**EXERCISE BRIEF:** Reproduce each line of the entries that carries "below".
================
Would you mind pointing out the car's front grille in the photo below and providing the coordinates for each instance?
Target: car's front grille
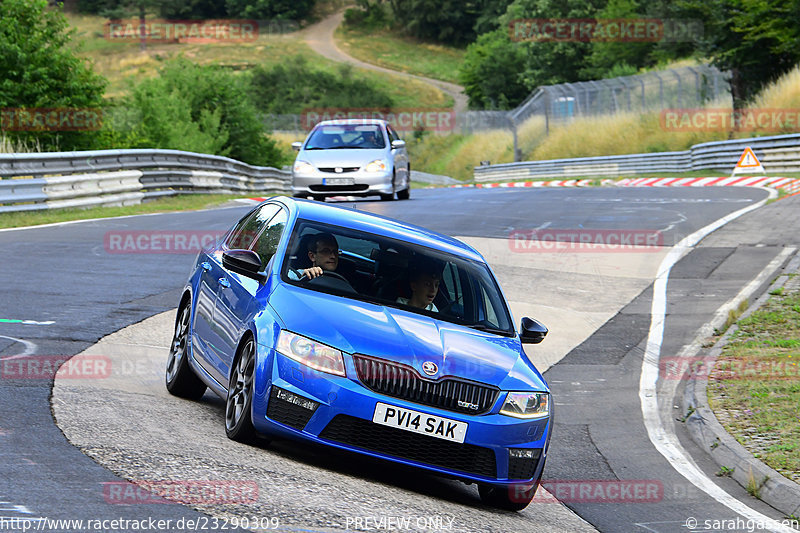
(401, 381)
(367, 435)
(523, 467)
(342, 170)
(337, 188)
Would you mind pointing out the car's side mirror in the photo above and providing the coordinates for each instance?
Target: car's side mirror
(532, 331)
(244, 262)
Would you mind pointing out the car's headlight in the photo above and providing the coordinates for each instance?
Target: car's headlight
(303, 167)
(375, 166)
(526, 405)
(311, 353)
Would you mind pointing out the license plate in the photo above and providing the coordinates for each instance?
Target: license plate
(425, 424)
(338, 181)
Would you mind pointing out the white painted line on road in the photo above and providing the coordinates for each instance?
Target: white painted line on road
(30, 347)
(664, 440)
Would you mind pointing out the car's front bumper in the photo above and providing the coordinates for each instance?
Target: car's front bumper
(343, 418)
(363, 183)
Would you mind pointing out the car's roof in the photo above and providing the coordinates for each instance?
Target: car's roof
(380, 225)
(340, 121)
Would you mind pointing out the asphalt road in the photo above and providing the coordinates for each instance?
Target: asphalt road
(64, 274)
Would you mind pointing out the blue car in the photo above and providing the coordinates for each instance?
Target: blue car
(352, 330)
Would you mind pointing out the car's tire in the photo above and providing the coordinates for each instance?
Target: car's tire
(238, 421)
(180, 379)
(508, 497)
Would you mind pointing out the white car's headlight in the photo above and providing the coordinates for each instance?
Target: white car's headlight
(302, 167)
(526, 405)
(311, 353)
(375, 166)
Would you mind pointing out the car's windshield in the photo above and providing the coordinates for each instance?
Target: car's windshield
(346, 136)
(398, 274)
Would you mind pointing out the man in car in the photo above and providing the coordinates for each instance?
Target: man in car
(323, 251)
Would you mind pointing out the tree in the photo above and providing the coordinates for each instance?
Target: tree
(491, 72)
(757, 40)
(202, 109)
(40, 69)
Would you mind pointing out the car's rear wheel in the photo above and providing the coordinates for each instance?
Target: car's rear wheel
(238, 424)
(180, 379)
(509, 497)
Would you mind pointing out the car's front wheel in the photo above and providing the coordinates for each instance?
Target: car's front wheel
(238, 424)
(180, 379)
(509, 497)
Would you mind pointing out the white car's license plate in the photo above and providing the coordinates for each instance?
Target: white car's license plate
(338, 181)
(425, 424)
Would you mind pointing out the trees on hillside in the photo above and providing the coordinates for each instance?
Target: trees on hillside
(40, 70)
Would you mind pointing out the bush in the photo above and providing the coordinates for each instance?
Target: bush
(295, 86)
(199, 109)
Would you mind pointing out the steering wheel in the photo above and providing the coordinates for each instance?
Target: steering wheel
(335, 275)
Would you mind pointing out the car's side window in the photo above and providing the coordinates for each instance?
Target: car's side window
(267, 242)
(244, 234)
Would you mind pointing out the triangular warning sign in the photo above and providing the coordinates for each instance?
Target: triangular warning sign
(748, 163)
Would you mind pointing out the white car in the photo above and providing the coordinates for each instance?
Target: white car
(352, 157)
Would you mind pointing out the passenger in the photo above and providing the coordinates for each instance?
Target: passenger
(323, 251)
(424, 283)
================
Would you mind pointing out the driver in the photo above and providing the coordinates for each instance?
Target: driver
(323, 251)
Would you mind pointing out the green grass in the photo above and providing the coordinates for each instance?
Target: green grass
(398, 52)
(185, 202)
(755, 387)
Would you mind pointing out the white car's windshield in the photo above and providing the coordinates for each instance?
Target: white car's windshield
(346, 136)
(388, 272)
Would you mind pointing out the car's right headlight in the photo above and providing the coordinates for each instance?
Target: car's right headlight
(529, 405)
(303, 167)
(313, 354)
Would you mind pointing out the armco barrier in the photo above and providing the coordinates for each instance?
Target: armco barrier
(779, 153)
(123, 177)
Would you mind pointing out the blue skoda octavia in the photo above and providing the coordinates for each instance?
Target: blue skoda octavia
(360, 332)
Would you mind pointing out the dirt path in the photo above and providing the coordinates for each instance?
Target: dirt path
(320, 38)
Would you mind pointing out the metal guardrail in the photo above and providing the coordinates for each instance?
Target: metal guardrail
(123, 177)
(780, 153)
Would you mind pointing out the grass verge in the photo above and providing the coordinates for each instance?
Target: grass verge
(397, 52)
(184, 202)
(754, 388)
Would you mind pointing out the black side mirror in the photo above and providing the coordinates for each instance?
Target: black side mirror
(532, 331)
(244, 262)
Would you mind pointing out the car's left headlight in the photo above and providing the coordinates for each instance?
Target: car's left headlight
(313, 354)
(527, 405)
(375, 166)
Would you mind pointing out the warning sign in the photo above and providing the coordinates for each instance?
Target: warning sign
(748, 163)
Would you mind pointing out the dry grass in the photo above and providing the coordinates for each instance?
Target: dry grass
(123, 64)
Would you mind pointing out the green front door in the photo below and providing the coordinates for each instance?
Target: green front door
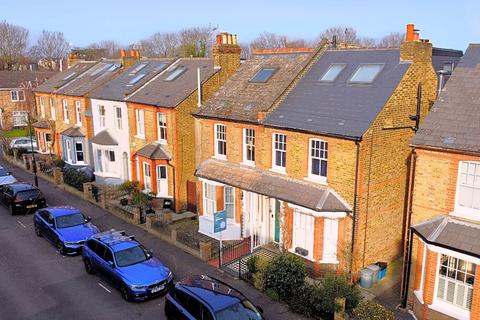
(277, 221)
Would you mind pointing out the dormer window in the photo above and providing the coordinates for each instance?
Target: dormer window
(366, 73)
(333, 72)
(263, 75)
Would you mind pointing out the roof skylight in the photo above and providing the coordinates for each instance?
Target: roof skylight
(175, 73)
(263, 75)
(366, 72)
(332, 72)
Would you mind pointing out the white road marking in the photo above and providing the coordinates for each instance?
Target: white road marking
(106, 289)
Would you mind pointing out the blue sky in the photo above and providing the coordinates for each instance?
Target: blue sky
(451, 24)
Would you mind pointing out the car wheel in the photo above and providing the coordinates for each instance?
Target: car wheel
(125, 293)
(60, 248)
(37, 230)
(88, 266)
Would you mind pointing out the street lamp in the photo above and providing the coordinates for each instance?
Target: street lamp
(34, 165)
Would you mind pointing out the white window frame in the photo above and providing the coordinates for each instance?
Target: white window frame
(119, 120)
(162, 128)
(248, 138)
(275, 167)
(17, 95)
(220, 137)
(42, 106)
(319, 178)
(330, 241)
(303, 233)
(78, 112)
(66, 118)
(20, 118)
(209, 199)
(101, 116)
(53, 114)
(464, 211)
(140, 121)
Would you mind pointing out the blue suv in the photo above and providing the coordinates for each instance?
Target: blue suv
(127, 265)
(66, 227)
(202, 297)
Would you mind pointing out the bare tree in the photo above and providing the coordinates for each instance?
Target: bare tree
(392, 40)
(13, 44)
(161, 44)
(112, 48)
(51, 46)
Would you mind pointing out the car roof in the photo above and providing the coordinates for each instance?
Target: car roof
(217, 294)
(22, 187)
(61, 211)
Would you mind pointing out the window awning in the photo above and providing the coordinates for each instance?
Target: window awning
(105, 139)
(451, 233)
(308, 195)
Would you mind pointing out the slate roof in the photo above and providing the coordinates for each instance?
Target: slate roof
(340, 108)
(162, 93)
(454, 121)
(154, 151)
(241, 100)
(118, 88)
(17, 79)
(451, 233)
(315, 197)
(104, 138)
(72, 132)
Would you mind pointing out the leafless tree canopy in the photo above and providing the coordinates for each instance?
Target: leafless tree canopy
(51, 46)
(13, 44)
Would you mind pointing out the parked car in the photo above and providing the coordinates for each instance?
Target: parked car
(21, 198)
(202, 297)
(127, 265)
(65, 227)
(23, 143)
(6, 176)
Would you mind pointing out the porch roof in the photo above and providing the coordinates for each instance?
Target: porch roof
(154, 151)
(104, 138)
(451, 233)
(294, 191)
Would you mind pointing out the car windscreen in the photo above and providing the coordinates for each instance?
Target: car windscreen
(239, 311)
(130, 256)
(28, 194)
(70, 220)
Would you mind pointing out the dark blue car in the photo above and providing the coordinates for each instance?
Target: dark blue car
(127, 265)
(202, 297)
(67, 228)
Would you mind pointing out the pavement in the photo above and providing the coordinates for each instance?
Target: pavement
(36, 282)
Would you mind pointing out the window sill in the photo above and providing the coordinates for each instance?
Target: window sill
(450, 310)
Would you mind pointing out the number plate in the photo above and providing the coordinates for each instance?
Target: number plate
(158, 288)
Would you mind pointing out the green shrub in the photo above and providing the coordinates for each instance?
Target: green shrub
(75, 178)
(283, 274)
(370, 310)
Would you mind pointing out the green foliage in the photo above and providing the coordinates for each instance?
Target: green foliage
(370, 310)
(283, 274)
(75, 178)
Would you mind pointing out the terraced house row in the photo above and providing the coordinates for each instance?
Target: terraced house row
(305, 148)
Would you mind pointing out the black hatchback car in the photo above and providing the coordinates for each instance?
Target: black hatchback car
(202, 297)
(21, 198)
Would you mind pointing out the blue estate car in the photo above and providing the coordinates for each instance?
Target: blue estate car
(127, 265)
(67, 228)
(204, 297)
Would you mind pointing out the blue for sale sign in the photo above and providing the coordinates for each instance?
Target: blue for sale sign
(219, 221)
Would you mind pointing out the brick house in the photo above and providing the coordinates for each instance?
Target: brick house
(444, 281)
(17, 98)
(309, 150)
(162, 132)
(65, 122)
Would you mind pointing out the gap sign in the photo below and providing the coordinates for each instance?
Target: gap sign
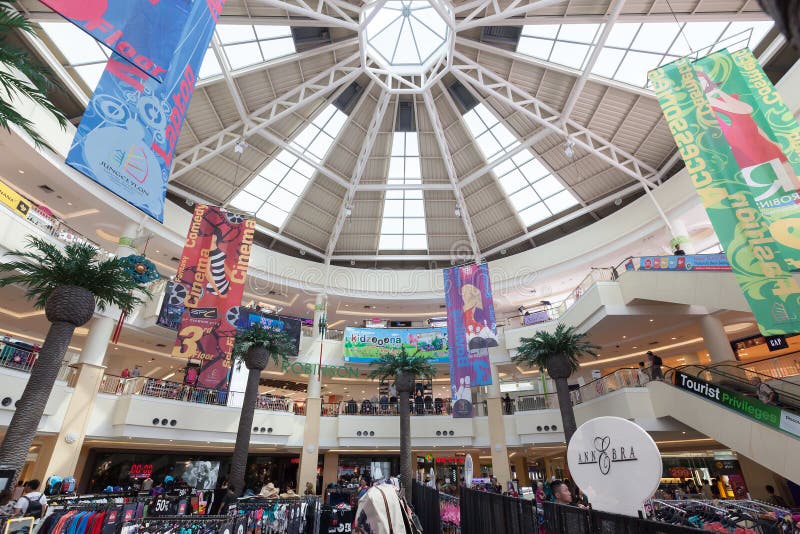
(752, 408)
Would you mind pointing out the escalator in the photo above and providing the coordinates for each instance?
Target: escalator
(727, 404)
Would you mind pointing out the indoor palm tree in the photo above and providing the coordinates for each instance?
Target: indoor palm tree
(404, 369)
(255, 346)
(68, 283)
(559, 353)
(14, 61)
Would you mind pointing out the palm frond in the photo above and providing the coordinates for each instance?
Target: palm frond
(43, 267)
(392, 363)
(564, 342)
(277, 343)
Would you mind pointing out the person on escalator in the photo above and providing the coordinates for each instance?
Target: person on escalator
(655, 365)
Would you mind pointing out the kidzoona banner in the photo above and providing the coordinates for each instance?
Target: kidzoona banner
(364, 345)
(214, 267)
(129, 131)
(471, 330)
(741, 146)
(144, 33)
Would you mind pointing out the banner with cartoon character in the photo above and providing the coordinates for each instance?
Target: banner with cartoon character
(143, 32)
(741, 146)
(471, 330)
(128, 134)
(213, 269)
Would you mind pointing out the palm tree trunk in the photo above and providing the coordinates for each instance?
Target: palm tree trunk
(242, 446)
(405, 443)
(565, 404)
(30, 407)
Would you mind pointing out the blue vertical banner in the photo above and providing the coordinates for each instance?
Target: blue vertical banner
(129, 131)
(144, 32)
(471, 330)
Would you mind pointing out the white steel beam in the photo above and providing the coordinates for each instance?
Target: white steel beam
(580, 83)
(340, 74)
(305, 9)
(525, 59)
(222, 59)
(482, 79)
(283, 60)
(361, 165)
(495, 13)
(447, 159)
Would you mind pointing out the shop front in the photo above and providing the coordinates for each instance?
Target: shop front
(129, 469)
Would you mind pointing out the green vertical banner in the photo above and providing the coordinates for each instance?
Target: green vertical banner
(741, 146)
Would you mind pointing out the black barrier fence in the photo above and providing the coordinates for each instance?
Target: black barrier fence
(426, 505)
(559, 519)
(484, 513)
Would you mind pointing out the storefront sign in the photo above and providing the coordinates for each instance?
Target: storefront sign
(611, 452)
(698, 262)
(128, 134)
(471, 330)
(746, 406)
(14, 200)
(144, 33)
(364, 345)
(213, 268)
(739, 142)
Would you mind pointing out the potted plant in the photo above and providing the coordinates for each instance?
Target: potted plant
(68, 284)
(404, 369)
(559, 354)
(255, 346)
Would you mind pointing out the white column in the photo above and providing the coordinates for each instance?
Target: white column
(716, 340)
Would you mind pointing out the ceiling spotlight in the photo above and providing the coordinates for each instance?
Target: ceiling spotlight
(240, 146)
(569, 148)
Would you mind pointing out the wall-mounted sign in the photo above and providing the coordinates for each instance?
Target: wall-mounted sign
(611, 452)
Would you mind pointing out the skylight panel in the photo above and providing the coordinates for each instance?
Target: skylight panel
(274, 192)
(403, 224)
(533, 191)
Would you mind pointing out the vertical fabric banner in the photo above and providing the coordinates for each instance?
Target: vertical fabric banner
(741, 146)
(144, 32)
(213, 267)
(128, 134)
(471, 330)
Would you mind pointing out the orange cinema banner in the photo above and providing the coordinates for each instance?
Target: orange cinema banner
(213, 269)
================
**WRITTEN ANSWER:**
Would you mind pointing out the car's front grille in the photo below and providing the coordinates for each instance?
Would you mind pointing out the green front door in the photo below and providing the coordinates for each instance?
Would you mind pointing out the gap sign in the photo below and providing the coordinates for each instance?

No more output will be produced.